The town grew rapidly with the post office and McCully’s mercantile in 1882, a hotel in 1883, and the county’s first newspaper, The Wallowa Chieftain. McCully started this newspaper, which celebrated its 100th year of continuous business in 1984. McCully built this bank in 1888.

Lostine and Wallowa Town, earlier known as Gate City, began to emerge as trading centers before they became towns. A latecomer was Enterprise, now the county seat. Enterprise, first called Bennett Flat, later Franklin, then Wallowa City, was at first nothing but an alkali flat where wandering cattle and horses came to look the salt-like soil and drink from the Wallowa River, which flows at its southern edge.

It was just a barren place between the hills and the mountains, but the area appealed to a homesteader named Stubblefield. One day, he wandered thoughtfully over this flat, accompanied by his wife. “Here’s where a town will grow,” he said. His wife pointed out that there were already the beginnings of towns at both Alder and Joseph. He replied stubbornly, “But this is a better location.” Stubblefield descendants continue to live in Wallowa County. Shown here is Robert Stubblefield, who is a grandson. Stubblefield and another homesteader, John Zurcher, soon became the founders of Enterprise.

In 1887, wealthy Island City Mercantile & Milling investors were seeking a place to establish their business in the valley. Stubblefield and Zurcher donated lots to them, and the ICM&M company became an important trading center.

At once this new business began to vie with McCully Mercantile in this rapidly growing country.

********************

# SET OF TASKS
#1 Pick out and copy every line in the listing below that contains the string "grey". Only matches with the same upper and lower case count.
#2 Write the next part of the Wallowa County town history above, picking up after its last sentence.

# DATA LISTING
********************

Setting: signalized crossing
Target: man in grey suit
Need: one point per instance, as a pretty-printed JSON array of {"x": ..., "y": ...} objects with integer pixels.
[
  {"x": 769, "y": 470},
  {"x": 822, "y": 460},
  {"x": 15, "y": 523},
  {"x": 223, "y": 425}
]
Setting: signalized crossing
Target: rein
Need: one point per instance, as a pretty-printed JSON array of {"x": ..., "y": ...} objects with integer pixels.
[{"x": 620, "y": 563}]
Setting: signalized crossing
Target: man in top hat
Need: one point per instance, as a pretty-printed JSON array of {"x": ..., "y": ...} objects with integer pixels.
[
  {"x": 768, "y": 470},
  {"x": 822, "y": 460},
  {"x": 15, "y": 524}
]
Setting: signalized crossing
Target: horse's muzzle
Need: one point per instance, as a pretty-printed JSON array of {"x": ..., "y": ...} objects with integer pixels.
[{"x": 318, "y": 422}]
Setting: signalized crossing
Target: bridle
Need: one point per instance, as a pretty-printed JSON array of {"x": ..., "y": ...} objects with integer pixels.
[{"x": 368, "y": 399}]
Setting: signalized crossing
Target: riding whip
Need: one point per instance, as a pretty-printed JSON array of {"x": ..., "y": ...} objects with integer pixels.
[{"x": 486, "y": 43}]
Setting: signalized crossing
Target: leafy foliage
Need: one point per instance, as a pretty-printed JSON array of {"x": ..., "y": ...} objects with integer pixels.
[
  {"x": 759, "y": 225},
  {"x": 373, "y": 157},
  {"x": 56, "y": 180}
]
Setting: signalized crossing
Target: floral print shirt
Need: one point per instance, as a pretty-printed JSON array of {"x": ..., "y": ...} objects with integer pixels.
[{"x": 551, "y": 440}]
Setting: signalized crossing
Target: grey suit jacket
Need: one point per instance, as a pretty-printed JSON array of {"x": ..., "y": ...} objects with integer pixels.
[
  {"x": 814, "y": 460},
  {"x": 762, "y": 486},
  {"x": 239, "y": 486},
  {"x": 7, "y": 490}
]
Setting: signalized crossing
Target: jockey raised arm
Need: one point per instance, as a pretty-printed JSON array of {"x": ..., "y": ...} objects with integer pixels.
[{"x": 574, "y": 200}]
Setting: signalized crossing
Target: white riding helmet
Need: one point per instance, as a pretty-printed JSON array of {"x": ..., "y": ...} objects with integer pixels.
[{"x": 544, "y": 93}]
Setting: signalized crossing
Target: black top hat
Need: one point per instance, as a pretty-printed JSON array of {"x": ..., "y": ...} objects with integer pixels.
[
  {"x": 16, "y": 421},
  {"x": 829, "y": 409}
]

********************

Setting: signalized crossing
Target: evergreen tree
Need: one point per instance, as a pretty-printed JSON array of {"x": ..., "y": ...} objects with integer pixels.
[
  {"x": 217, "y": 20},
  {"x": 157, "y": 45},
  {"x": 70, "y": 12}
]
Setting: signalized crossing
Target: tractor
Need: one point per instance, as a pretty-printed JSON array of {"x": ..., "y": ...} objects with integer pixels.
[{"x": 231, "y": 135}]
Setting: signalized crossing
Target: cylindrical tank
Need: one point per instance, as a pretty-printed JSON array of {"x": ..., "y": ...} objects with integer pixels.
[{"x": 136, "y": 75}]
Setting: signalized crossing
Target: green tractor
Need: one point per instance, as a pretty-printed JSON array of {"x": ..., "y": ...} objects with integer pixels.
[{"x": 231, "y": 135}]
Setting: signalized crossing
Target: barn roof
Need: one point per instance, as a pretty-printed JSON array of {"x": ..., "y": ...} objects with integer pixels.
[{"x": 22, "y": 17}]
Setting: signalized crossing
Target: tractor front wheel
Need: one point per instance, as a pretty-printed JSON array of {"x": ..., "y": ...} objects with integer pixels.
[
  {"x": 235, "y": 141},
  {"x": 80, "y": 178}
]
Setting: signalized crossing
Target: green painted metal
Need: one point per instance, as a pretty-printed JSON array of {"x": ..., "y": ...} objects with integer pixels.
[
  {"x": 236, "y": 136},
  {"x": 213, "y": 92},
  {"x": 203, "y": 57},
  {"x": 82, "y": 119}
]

********************

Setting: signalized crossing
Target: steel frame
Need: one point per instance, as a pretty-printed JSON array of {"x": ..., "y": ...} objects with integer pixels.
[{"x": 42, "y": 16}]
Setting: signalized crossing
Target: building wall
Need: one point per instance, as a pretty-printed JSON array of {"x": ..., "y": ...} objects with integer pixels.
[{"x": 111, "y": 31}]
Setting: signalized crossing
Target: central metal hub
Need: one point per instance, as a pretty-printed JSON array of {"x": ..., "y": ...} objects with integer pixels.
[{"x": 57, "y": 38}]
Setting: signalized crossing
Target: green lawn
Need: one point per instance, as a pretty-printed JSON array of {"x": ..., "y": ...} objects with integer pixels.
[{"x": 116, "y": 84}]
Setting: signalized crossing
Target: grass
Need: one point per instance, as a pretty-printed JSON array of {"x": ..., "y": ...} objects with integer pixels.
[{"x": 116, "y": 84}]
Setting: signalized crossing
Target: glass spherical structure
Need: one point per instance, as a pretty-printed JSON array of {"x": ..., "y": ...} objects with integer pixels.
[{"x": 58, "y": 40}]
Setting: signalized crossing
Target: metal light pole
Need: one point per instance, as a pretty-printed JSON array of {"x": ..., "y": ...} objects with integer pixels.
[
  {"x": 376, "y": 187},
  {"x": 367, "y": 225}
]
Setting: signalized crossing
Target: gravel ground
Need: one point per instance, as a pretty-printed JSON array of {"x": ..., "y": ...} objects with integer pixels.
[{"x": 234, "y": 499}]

********************

# ANSWERS
#1
Target: man in grey suit
Target: grey suit jacket

#2
On February 11, 1887, the Wallowa country became a county after a bill had been introduced at Salem by F.D. McCully, who was by this time a legislator. Joseph had been the county seat for a few months until, in 1888, flourishing Enterprise had enough businesses and people to swing the vote. The county courthouse was built in 1909 and enterprise remains the county seat today.

A man named Bowlby quarried rock on his Swamp Creek property, and thanks to him, many buildings in the county remain to remind us of the past.

During the 1890s, more people came in, spreading out over the land, new post offices, and creating small towns like Flora and Paradise.

Over the years, a total of 45 post offices were established. Beginning in the early 1860s, mining for fine flour gold and gold nuggets had been taking place along both the Oregon and Idaho banks of the Snake River. But it wasn’t until the early 1880s, when gold was discovered at the Cornucopia mines in Baker County, that the mining fever swept the Wallowa country. This gold strike on the southern side of the Wallowa Mountains brought almost everyone out to hunt for gold, silver, copper, or molybdenite, in his spare time. Intense mining fever continued for some twenty years, and the colorful era of the country’s early history was written by the miners.

Many ventures like the Wallowa Silver Mining and Tunneling Company took place in what is now known as Chief Joseph Mountain; the Eureka and Fargo Copper Mining Company and the well-organized hoax of the Salted Tenderfoot Gold Mine gradually ran their course.

In the 1880s, it was discovered that lime for plaster could be obtained by burning Wallowa Mountain limestone. Small kilns were built between Hurricane Creek and the Lostine River, which furnished lime needed for walls and brick chimneys. After these kilns were abandoned, a type of marble was discovered above Alder Slope that would produce fine black marble slabs, as well as a superior quality of lime.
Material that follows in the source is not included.